Print each of the items below verbatim, changing nothing in any line.

[Material shown]:
>>
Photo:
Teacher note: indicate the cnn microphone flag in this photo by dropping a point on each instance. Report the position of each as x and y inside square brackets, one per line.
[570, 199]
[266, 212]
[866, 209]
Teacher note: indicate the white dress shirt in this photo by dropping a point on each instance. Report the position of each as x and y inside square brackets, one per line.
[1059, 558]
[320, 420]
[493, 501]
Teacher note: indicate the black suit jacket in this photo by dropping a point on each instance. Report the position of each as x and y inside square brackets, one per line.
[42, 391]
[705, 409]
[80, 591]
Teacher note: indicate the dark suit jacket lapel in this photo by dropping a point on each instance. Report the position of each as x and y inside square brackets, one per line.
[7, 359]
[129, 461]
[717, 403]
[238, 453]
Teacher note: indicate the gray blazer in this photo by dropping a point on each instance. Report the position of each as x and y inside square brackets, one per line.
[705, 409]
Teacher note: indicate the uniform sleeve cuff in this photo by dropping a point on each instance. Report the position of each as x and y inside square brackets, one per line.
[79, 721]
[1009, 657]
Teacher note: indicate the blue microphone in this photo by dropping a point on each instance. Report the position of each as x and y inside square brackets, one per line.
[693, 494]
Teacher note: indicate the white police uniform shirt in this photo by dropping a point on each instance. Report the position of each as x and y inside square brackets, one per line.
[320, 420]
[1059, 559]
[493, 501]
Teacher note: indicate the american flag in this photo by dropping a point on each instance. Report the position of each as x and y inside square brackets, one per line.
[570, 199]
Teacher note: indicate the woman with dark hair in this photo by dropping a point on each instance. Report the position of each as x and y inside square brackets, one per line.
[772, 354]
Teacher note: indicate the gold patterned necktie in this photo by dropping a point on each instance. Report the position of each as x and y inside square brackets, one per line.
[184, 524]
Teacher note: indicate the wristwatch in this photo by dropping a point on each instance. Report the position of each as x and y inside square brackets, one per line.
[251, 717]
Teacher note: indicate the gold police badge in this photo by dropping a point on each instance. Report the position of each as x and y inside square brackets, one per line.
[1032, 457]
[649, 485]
<<
[Solution to the problem]:
Photo:
Teacher note: indicate the cnn microphone flag in this photo by dropping a point on each instance. Report the position of each as x and y inside square brackets, one per line.
[570, 199]
[266, 212]
[866, 209]
Teacher note: indicate the white dress shirt in this photo by dropping a point on each instance. Report the position of each as x and y inside square brackets, one per line.
[1059, 558]
[320, 420]
[493, 501]
Teacher note: indicate the black suit jacket in this photo by dropping a point on each instance. Report the position of each as x and y inside square brackets, one per line.
[42, 391]
[705, 409]
[80, 591]
Teacher note: indicate the dark suit jacket lapel in this photo by dropping a point on each instance. Report the position of each as x and y inside square brackets, one per line.
[7, 359]
[129, 461]
[717, 403]
[238, 453]
Teacher note: indicate the gray blazer in this photo by dropping a point on each instance. Report the position of each as x and y inside square brackets, one per line.
[705, 409]
Teacher note: indicate the uniform sleeve cuff in this photo by dropping a point on each instance. Report the position of each as x and y inside square brackets, one per line.
[79, 721]
[1009, 657]
Teacher note: indicate the blue microphone in this photo by dropping a point on each instance. Report the position of each as x and y inside square brackets, one per line.
[693, 494]
Teacher note: indicate the white police uniform shirt in this photo by dropping a point on each instance. Report the position of each as x and y inside square brackets, one per line.
[320, 420]
[1059, 559]
[493, 501]
Teacher note: indicate the american flag in this photo by dropping a point on each instance. Report the position of each as x and y inside square brackets, one per line.
[570, 199]
Teacher note: indicate the woman with dark hair in this photo by dropping a point on each instance. Report the position of each as x and y inside square brackets, one per line.
[772, 354]
Teacher note: indicate the gold patterned necktie in this photo by dropping a point on each instance. Report the position of each as x and y inside square brackets, one per line.
[184, 524]
Teacher note: indicate the wristwatch in this photo by dropping a point on each instance. Report the position of each as x and y inside square brackets, one per line.
[251, 717]
Teacher note: indicate the gold police badge in this photo by dropping a point on each instance. Report the position of each as x and y inside square brackets, one per line.
[1032, 457]
[649, 485]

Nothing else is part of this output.